··· Quoted text ···

On this basis, the court concluded that the de novo hearing was not a second exposure to jeopardy.

On appeal by the minors, the Court of Appeals affirmed, although on a rationale different from that of the intermediate appellate court. In re Anderson, 272 Md. 85, 321 A.2d 516 (1974). It held that "a hearing before a master is not such a hearing as places juvenile in jeopardy." Central to this holding was the court's conclusion that masters in Maryland serve only as ministerial assistants to judges; although author- ized to hear evidence, report findings, and make recommendations to the judge, masters are entrusted with none of the judicial power of the State, including the sine qua non of judicial office the power to enter a binding judgment.6

In November 1974, five months after the Court of Appeals' decision, nine juveniles sought federal habeas corpus relief, contending that by taking exceptions to masters' recommendations favorable to them the State was violating their rights under the Double Jeopardy Clause. These same nine minors also initiated a class action under 42 U.S.C. § 1983 in which they sought a declaratory judgment and injunctive relief against the future operation of Rule 908(e). The sole constitutional basis for their complaint was, again, the Double Jeopardy Clause. A three-judge court was convened to hear this matter, and it is the judgment of that court we now review.

···

**Exercise:** Quote the court opinion excerpt word for word from "In November 1974, five" to "we now review.". Rely only on the court opinion excerpt above.

··· Excerpted records ···

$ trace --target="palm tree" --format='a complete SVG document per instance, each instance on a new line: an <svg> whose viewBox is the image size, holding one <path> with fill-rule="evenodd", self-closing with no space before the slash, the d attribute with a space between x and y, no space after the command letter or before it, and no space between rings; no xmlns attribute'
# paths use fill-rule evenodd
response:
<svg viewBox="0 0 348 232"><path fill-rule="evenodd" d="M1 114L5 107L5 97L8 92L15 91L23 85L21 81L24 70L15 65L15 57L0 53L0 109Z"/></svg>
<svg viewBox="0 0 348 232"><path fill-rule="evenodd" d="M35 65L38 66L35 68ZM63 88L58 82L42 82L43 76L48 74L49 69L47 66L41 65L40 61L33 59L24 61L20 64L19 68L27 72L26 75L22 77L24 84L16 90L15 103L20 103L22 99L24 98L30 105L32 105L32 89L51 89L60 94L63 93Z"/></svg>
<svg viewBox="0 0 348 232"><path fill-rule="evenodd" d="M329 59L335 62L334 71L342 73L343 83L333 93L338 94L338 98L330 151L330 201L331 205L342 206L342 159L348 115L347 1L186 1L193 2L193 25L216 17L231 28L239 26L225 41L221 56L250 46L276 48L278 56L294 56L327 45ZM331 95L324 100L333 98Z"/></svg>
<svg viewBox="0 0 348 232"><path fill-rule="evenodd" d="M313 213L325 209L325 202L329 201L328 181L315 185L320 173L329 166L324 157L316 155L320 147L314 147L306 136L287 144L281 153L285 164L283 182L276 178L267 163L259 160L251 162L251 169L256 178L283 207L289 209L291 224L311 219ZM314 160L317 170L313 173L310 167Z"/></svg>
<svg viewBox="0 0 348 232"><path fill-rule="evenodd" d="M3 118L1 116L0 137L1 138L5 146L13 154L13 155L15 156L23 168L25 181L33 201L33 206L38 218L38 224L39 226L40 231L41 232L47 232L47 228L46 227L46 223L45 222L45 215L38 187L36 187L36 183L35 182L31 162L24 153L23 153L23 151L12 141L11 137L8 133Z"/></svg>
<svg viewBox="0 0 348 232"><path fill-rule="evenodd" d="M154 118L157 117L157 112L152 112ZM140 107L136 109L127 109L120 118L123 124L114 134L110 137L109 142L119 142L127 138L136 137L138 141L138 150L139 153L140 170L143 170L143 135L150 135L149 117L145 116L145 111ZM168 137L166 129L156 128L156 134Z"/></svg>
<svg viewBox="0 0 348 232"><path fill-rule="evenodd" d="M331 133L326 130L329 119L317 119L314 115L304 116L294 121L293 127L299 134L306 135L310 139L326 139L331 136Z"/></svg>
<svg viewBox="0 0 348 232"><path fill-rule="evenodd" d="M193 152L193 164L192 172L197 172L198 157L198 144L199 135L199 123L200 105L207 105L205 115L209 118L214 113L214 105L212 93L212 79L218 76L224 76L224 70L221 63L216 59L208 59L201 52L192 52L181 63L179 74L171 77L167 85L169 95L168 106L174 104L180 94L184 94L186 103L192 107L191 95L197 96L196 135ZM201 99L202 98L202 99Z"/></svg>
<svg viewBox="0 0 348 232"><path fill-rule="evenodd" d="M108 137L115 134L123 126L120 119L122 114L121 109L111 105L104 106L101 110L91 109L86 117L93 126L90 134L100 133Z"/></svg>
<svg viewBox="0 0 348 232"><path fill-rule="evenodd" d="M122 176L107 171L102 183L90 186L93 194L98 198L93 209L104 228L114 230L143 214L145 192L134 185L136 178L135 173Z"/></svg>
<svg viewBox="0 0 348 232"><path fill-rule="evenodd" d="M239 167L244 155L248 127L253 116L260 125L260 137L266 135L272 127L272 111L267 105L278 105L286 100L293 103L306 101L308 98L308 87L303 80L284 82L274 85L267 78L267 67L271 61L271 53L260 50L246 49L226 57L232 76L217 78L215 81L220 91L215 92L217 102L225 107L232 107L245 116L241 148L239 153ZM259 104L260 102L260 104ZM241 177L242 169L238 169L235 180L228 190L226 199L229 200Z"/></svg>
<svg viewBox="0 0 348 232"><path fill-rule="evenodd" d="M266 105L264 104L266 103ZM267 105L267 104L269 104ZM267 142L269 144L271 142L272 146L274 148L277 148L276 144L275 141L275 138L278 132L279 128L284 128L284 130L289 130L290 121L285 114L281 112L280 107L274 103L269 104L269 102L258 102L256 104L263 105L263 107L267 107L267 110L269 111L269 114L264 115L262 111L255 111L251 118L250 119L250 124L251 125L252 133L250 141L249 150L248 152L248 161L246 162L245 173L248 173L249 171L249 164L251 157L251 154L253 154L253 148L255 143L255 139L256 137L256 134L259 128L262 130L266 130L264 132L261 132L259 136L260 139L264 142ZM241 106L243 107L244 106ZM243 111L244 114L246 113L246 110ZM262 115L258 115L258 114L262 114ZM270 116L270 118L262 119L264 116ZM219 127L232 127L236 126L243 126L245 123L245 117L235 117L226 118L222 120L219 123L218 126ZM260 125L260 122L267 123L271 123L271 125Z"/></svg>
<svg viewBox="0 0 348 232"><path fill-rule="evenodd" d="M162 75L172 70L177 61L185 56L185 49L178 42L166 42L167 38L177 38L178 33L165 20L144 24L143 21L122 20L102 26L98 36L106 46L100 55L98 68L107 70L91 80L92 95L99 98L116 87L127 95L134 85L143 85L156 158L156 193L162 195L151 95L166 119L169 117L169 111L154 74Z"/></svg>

···

**Result of the task:**
In November 1974, five months after the Court of Appeals' decision, nine juveniles sought federal habeas corpus relief, contending that by taking exceptions to masters' recommendations favorable to them the State was violating their rights under the Double Jeopardy Clause. These same nine minors also initiated a class action under 42 U.S.C. § 1983 in which they sought a declaratory judgment and injunctive relief against the future operation of Rule 908(e). The sole constitutional basis for their complaint was, again, the Double Jeopardy Clause. A three-judge court was convened to hear this matter, and it is the judgment of that court we now review.